DATA FOR THIS TASK
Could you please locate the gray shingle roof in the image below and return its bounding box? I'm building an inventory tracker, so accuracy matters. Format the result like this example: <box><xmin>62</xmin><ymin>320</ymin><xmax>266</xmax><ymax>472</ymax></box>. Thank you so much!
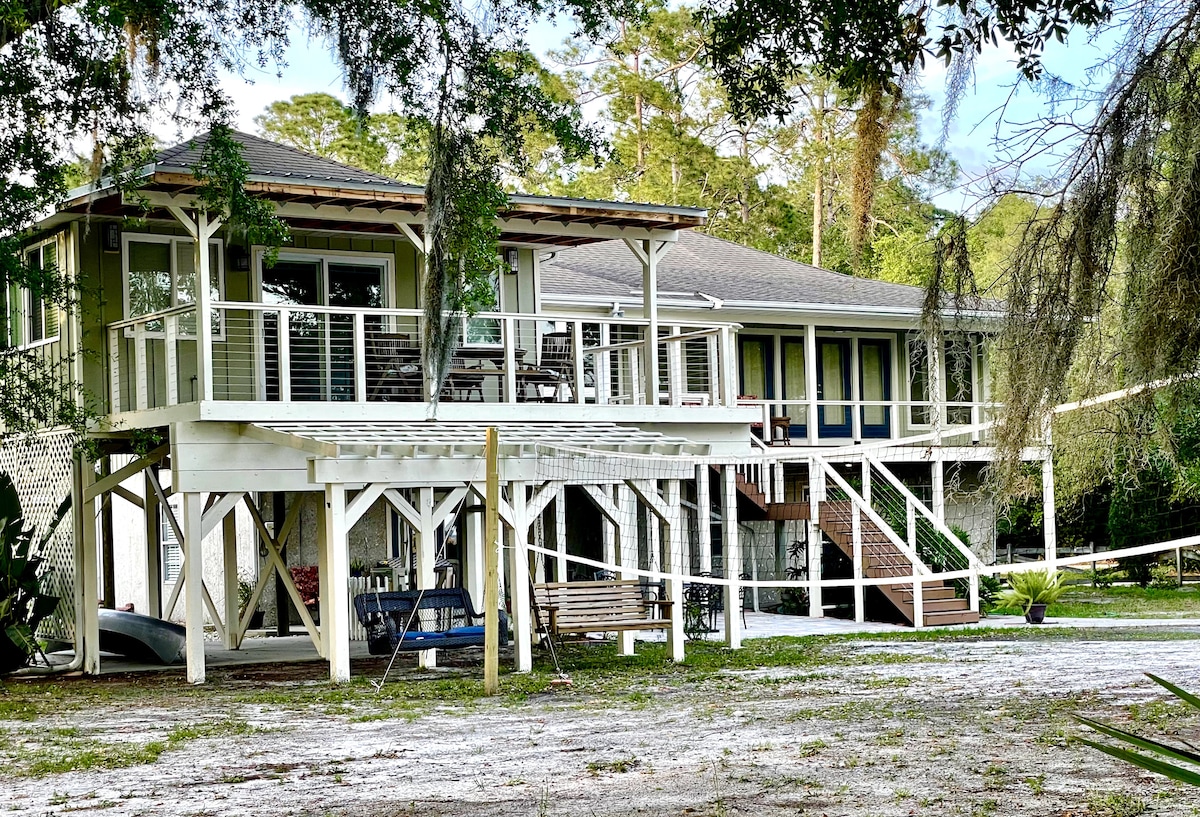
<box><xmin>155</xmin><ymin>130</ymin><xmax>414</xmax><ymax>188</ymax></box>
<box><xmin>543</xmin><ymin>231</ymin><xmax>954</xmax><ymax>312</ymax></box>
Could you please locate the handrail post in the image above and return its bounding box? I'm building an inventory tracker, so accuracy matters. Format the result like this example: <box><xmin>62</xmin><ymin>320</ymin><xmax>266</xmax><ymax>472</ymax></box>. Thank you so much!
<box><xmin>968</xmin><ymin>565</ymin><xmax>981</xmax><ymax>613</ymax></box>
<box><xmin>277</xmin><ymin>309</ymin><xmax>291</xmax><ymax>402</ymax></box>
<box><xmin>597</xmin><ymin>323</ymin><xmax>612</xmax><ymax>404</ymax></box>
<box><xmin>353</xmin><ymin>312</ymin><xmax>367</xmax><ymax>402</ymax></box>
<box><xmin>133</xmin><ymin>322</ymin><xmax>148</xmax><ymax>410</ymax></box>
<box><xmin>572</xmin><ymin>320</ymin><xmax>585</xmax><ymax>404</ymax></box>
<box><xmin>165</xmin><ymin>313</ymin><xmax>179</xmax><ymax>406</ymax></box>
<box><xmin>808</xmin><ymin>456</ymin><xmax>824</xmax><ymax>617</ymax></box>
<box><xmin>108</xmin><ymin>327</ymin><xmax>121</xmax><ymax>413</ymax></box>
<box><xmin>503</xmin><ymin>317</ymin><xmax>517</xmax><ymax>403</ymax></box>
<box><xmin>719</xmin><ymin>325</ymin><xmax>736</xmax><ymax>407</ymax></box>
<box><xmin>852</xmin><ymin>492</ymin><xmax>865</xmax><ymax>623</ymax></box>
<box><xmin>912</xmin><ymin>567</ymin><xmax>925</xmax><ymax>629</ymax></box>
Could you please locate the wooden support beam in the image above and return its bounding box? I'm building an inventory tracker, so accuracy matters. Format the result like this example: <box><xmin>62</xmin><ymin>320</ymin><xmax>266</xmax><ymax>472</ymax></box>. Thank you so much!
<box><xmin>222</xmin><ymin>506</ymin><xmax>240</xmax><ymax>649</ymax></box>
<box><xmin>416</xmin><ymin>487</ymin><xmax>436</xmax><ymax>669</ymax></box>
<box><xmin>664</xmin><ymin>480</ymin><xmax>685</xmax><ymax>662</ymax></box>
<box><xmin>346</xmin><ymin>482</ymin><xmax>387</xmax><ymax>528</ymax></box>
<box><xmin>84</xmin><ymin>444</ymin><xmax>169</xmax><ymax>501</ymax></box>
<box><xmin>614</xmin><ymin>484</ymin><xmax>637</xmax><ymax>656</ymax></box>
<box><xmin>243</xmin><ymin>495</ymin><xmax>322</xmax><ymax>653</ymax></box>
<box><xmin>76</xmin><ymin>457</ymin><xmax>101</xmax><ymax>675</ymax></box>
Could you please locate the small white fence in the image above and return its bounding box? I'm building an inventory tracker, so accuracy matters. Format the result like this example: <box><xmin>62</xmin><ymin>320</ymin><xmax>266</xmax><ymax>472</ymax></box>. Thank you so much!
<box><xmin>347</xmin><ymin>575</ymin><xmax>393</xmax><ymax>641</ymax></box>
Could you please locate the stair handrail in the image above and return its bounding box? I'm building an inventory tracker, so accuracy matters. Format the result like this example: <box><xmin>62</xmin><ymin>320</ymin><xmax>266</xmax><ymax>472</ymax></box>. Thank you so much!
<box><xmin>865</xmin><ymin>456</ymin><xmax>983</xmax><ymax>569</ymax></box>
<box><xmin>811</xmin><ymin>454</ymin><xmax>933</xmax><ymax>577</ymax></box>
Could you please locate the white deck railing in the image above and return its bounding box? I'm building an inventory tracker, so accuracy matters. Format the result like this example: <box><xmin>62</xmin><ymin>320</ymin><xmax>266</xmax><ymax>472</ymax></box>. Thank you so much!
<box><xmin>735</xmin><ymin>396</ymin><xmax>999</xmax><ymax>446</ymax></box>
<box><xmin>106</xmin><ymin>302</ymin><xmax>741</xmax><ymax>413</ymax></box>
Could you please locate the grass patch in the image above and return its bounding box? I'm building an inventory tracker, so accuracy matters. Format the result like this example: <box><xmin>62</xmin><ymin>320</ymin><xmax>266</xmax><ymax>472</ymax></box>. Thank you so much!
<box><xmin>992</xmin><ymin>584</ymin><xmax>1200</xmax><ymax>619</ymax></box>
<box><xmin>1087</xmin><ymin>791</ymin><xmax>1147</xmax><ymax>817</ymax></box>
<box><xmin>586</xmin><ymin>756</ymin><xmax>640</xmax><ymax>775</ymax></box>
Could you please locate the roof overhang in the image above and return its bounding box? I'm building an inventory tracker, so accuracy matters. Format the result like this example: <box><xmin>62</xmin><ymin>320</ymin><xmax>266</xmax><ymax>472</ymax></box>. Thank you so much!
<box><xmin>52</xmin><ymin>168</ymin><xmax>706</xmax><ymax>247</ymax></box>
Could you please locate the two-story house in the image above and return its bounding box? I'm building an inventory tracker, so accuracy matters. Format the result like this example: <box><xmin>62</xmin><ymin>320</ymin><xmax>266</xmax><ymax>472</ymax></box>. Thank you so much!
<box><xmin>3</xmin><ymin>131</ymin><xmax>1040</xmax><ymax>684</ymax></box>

WHAT IS BEING ASKED
The lines to quote run from the one containing "Could you please locate the two-story" through the final line of the material above; please give them exactly, both ends included, and nothing else.

TASK RESPONSE
Could you please locate the two-story house in the image above and return its bounding box? I'm building an inventory tracker, so accuracy matters. Format the result like this example: <box><xmin>62</xmin><ymin>320</ymin><xmax>266</xmax><ymax>472</ymax></box>. Thank you so much!
<box><xmin>3</xmin><ymin>131</ymin><xmax>1040</xmax><ymax>684</ymax></box>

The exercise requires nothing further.